## begin Records supplied
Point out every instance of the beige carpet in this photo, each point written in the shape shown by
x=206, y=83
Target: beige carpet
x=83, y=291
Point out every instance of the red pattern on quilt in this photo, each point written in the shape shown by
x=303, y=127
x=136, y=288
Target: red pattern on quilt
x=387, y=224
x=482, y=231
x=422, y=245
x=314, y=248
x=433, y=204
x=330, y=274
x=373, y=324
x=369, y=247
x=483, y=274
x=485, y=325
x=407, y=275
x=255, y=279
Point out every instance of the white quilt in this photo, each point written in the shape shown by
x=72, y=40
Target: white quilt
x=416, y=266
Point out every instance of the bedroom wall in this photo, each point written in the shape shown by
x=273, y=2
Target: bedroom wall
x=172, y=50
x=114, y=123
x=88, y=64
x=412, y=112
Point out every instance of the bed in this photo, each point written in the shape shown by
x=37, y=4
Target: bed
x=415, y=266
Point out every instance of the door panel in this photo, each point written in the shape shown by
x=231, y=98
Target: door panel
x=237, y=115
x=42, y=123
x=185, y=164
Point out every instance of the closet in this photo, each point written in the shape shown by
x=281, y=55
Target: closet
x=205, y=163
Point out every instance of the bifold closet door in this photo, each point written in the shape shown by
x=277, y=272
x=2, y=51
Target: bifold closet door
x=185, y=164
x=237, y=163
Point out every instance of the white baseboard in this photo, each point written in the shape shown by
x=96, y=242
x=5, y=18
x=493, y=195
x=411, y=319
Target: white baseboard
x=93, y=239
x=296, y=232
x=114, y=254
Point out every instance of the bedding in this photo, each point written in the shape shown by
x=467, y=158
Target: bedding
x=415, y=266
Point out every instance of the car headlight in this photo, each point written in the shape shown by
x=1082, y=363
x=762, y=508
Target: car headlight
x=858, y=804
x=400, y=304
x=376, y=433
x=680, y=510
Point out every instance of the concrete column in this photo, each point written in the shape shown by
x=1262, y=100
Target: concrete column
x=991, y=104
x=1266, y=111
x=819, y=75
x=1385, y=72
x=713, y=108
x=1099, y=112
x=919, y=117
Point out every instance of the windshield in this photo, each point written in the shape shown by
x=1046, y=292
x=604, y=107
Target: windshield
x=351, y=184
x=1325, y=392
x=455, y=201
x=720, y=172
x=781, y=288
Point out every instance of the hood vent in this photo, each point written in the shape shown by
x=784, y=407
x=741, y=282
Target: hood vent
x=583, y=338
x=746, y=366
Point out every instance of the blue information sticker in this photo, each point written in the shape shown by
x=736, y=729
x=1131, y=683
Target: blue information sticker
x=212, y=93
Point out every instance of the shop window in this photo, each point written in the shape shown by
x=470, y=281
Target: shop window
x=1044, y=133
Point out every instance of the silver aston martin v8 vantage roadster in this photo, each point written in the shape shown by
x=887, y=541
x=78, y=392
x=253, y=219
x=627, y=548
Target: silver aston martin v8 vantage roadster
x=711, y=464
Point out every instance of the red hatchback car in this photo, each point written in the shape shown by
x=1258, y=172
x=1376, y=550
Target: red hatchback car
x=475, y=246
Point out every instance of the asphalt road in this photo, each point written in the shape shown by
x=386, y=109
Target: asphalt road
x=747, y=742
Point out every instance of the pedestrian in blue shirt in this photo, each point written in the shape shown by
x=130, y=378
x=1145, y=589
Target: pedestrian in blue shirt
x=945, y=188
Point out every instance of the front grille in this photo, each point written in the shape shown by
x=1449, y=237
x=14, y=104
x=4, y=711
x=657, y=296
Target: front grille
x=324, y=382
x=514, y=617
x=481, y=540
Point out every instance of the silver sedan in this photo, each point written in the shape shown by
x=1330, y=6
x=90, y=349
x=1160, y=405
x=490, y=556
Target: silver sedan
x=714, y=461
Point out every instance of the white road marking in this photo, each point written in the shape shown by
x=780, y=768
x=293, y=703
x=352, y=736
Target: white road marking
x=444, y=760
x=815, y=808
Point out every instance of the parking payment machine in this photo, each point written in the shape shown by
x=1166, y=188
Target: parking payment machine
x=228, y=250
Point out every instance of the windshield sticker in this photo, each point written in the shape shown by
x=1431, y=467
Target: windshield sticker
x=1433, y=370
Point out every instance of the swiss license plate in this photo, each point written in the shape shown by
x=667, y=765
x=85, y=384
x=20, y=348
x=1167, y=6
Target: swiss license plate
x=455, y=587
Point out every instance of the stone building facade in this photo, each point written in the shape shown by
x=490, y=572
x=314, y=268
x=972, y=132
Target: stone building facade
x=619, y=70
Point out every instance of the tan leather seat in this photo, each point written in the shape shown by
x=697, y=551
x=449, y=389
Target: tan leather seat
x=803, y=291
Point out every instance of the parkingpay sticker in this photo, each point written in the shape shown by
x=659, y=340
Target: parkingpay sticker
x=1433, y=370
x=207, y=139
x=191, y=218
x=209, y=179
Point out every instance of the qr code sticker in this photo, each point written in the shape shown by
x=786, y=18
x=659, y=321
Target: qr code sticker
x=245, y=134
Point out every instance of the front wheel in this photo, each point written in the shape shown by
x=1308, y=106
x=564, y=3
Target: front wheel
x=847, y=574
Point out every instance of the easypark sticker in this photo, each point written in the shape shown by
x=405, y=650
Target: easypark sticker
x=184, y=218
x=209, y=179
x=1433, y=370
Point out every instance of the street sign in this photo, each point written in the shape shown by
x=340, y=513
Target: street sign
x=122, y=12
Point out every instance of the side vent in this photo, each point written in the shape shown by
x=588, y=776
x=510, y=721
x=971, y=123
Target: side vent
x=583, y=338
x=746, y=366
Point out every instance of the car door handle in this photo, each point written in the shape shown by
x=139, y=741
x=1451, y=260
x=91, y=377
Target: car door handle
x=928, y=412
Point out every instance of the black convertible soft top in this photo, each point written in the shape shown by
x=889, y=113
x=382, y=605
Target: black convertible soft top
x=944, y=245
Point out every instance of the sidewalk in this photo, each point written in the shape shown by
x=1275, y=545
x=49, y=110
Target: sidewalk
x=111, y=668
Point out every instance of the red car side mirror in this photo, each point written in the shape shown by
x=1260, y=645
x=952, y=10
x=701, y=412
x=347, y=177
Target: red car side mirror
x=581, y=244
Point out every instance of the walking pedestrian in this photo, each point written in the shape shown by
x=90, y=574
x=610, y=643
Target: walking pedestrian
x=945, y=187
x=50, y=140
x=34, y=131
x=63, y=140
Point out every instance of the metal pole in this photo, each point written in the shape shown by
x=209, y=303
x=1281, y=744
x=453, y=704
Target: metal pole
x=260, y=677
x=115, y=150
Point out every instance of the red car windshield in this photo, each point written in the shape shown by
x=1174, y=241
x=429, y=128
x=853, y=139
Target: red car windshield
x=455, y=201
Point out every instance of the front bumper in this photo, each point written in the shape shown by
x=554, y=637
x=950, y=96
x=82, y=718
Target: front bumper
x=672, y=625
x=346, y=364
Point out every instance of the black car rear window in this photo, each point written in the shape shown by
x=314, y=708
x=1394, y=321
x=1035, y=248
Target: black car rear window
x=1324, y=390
## end Records supplied
== What is required ==
Copy all of the lines above verbatim.

== Answer to this problem ==
Point out every instance of the beige carpet in this photo, each point written in the shape shown by
x=206, y=83
Target: beige carpet
x=83, y=291
Point out every instance of the red pattern on quilt in this photo, each point written in the shape shown by
x=303, y=127
x=136, y=288
Target: red pattern on quilt
x=387, y=224
x=482, y=231
x=422, y=245
x=314, y=248
x=433, y=204
x=330, y=274
x=373, y=324
x=369, y=247
x=483, y=274
x=485, y=325
x=407, y=275
x=255, y=279
Point out every instance of the white quilt in this photo, each point written in the shape shown by
x=72, y=40
Target: white quilt
x=416, y=266
Point out every instance of the bedroom wall in this photo, each point written in the shape shown by
x=273, y=2
Target: bedroom wall
x=172, y=50
x=114, y=123
x=88, y=64
x=412, y=112
Point out every instance of the bed in this photo, each point written in the shape shown by
x=37, y=4
Target: bed
x=415, y=266
Point out every instance of the door panel in this photo, each point written in the shape shown by
x=231, y=98
Target: door panel
x=237, y=115
x=42, y=123
x=185, y=164
Point out every instance of the closet in this photo, each point written in the shape shown by
x=281, y=55
Target: closet
x=205, y=163
Point out every instance of the bifold closet door in this photo, each point written in the shape shown by
x=277, y=272
x=2, y=51
Target: bifold closet door
x=185, y=164
x=237, y=163
Point out every instance of the white baseboard in this photo, each point written in the shape shown by
x=96, y=242
x=5, y=18
x=493, y=195
x=411, y=319
Target: white baseboard
x=93, y=239
x=296, y=232
x=114, y=254
Point out every instance of the bedding in this photo, each point written in the shape shown by
x=467, y=158
Target: bedding
x=415, y=266
Point out every instance of the car headlight in this photo, each point written in the shape shown by
x=1082, y=363
x=762, y=508
Target: car headlight
x=858, y=804
x=400, y=304
x=376, y=433
x=680, y=510
Point out every instance of the concrete column in this photo, each point written in the shape shown by
x=1262, y=100
Target: concrete column
x=991, y=104
x=1266, y=111
x=819, y=75
x=1385, y=72
x=713, y=108
x=1099, y=112
x=919, y=117
Point out every instance of the windshield in this photo, each point written in the shape shown by
x=1046, y=292
x=604, y=107
Target: windshield
x=351, y=184
x=1325, y=392
x=455, y=201
x=720, y=172
x=781, y=288
Point out every instance of the hood vent in this photo, each point written in the shape shown by
x=784, y=407
x=741, y=282
Target: hood vent
x=583, y=338
x=746, y=366
Point out every instance of the blue information sticker in this photo, each point written in the shape shown by
x=736, y=729
x=1131, y=683
Target: blue information sticker
x=212, y=93
Point out every instance of the shop window in this photo, each point written in the shape shown by
x=470, y=281
Target: shop window
x=1044, y=133
Point out every instance of the silver aston martin v8 vantage roadster in this photo, each point written in the shape shown by
x=887, y=541
x=78, y=392
x=253, y=219
x=627, y=548
Target: silver aston martin v8 vantage roadster
x=711, y=464
Point out every instance of the red hatchback car in this photo, each point written in the shape shown by
x=1258, y=172
x=1376, y=550
Target: red hatchback car
x=475, y=246
Point out every instance of the asphalt road in this photo, each point written in the shape shown by
x=386, y=109
Target: asphalt road
x=747, y=742
Point out every instance of the pedestrian in blue shirt in this photo, each point written in the shape shown by
x=130, y=378
x=1145, y=589
Target: pedestrian in blue shirt
x=945, y=188
Point out every instance of the front grille in this photo, each point written in the shape shown by
x=1449, y=237
x=14, y=104
x=4, y=711
x=657, y=296
Target: front grille
x=324, y=382
x=514, y=617
x=481, y=540
Point out every instance of the silver sedan in this photo, each point written in the shape shown by
x=1330, y=6
x=90, y=349
x=1160, y=405
x=490, y=556
Target: silver sedan
x=714, y=461
Point out every instance of the white road marking in this photo, each point written in the shape shown by
x=780, y=768
x=293, y=703
x=352, y=736
Target: white road marking
x=444, y=760
x=815, y=808
Point out every instance of the parking payment machine in this photo, each point written in the shape shown by
x=1166, y=188
Target: parking payment machine
x=228, y=250
Point out every instance of the windshield sticker in this photo, each point written in the shape shown by
x=1431, y=467
Target: windshield sticker
x=1433, y=370
Point out every instance of the swiss license plate in this photo, each point written in the shape shown by
x=667, y=765
x=85, y=384
x=20, y=348
x=1167, y=6
Target: swiss license plate
x=455, y=587
Point out every instance of the stone building facade in this photo, each point written in the shape shown by
x=490, y=572
x=314, y=268
x=972, y=132
Target: stone building facade
x=619, y=70
Point out every instance of the tan leather seat in this photo, each point written in the shape shown by
x=697, y=551
x=449, y=389
Target: tan leather seat
x=803, y=291
Point out every instance of the parkingpay sticker in this photo, each point written in the shape shown by
x=659, y=340
Target: parkingpay sticker
x=1433, y=370
x=207, y=139
x=191, y=218
x=209, y=179
Point out every instance of the qr code sticker in this photo, each point written in the shape shown by
x=786, y=18
x=659, y=321
Target: qr code sticker
x=245, y=134
Point out every instance of the front wheel in this photo, each point written in the shape shown by
x=1308, y=106
x=564, y=3
Target: front wheel
x=847, y=574
Point out every instance of the easypark sticker in this photo, each point written in the shape shown by
x=405, y=650
Target: easypark sticker
x=184, y=218
x=209, y=179
x=1433, y=370
Point out every instance of the street sign in this photo, each point written in the shape shown by
x=340, y=513
Target: street sign
x=122, y=12
Point out every instance of the side vent in this photo, each point written in the shape shown by
x=588, y=776
x=510, y=721
x=971, y=123
Target: side vent
x=583, y=338
x=746, y=366
Point out every instance of the car door handle in this photo, each point written in the shape shown by
x=139, y=741
x=1451, y=260
x=91, y=377
Target: car door handle
x=928, y=412
Point out every instance of the black convertible soft top in this photo, each point written in the shape shown by
x=889, y=113
x=382, y=605
Target: black convertible soft top
x=944, y=245
Point out every instance of the sidewalk in this photo, each point written in the shape shown by
x=1275, y=545
x=49, y=110
Target: sidewalk
x=111, y=668
Point out every instance of the red car side mirror in this photo, each point written in the shape shown by
x=1260, y=645
x=952, y=10
x=701, y=412
x=347, y=177
Target: red car side mirror
x=581, y=244
Point out every instance of the walking pedestrian in this photo, each point written in the shape shown by
x=90, y=574
x=610, y=643
Target: walking pedestrian
x=945, y=187
x=50, y=140
x=34, y=131
x=63, y=140
Point out every instance of the metal pole in this photo, each point written in the shape shown by
x=209, y=303
x=1281, y=744
x=453, y=704
Target: metal pole
x=260, y=677
x=115, y=150
Point out every instance of the red car windshield in this photo, each point written in the shape shown by
x=1174, y=241
x=429, y=128
x=853, y=139
Target: red car windshield
x=455, y=201
Point out every instance of the front bumper in this photo, each point written in the shape shown by
x=554, y=637
x=950, y=96
x=82, y=718
Target: front bumper
x=672, y=625
x=346, y=364
Point out every instance of the black car rear window in this photo, each point written in the shape shown by
x=314, y=708
x=1394, y=321
x=1035, y=248
Target: black car rear window
x=1324, y=390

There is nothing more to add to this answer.